■ Problems to work on:
[1] Rewrite the thread on parallel PostgreSQL inserts, starting at "return idd[0][0]" and ending at "same moment ?", and put "items" wherever "datas" appears.
[2] Carry on the thread on parallel PostgreSQL inserts from the point where it stops.

-------- Quoted text --------

Parallel insert to postgresql with thread

Discussion in 'Python' started by Abandoned, Oct 25, 2007.

  1. Abandoned

    Abandoned Guest

    Hi..
    I use the threading module for the fast operation. But i have some
    problems..
    This is my code sample:
    =================
    conn =
    psycopg2.connect(user='postgres',password='postgres',database='postgres')
    cursor = conn.cursor()
    class paralel(Thread):
    def __init__ (self, veriler, sayii):
    Thread.__init__(self)
    def run(self):
    save(a, b, c)

    def save(a,b,c):
    cursor.execute("INSERT INTO keywords (keyword) VALUES
    ('%s')" % a)
    conn.commit()
    cursor.execute("SELECT
    CURRVAL('keywords_keyword_id_seq')")
    idd=cursor.fetchall()
    return idd[0][0]

    def start(hiz):
    datas=[........]
    for a in datas:
    current = paralel(a, sayii)
    current.start()
    ==================
    And it gives me different errors to try parallel insert. My querys
    work in normal operation but in paralel don't work.
    How can i insert data to postgresql the same moment ?
    errors:
    no results to fetch
    cursor already closed
     
    Abandoned, Oct 25, 2007
    #1
    1. Advertising

  2. Abandoned wrote:

    > Hi..
    > I use the threading module for the fast operation. But i have some
    > problems..
    > This is my code sample:
    > =================
    > conn =
    > psycopg2.connect(user='postgres',password='postgres',database='postgres')
    > cursor = conn.cursor()
    > class paralel(Thread):
    > def __init__ (self, veriler, sayii):
    > Thread.__init__(self)

-------- Dataset section --------

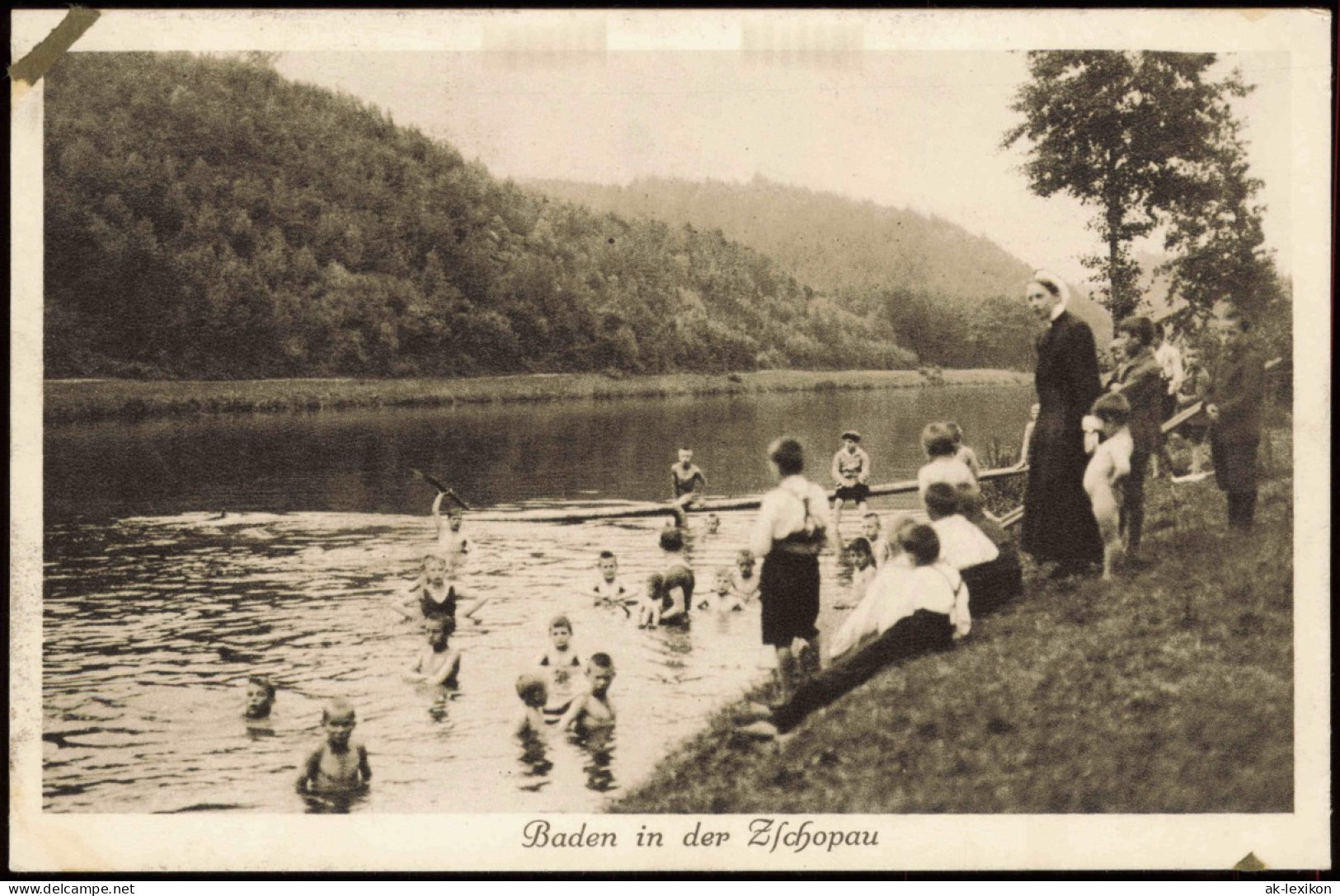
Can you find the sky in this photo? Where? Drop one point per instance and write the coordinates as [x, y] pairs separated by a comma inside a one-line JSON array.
[[907, 129]]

--------

■ Expected results:
[1]
return idd[0][0]

    def start(hiz):
    items=[........]
    for a in items:
    current = paralel(a, sayii)
    current.start()
    ==================
    And it gives me different errors to try parallel insert. My querys
    work in normal operation but in paralel don't work.
    How can i insert data to postgresql the same moment ?

[2]
    > def run(self):
    > save(a, b, c)
    >
    > def save(a,b,c):
    > cursor.execute("INSERT INTO keywords (keyword) VALUES
    > ('%s')" % a)
    > conn.commit()
    > cursor.execute("SELECT
    > CURRVAL('keywords_keyword_id_seq')")
    > idd=cursor.fetchall()
    > return idd[0][0]
    >
    > def start(hiz):
    > datas=[........]
    > for a in datas:
    > current = paralel(a, sayii)
    > current.start()
    > ==================
    > And it gives me different errors to try parallel insert. My querys
    > work in normal operation but in paralel don't work.
    > How can i insert data to postgresql the same moment ?
    > errors:
    > no results to fetch
    > cursor already closed


    DB modules aren't necessarily thread-safe. Most of the times, a connection
    (and of course their cursor) can't be shared between threads.

    So open a connection for each thread.

    Diez
     
    Diez B. Roggisch, Oct 25, 2007
    #2
    1. Advertising

  3. Diez B. Roggisch wrote:
    > Abandoned wrote:
    >
    >> Hi..
    >> I use the threading module for the fast operation. But ....

    [in each thread]
    >> def save(a,b,c):
    >> cursor.execute("INSERT INTO ...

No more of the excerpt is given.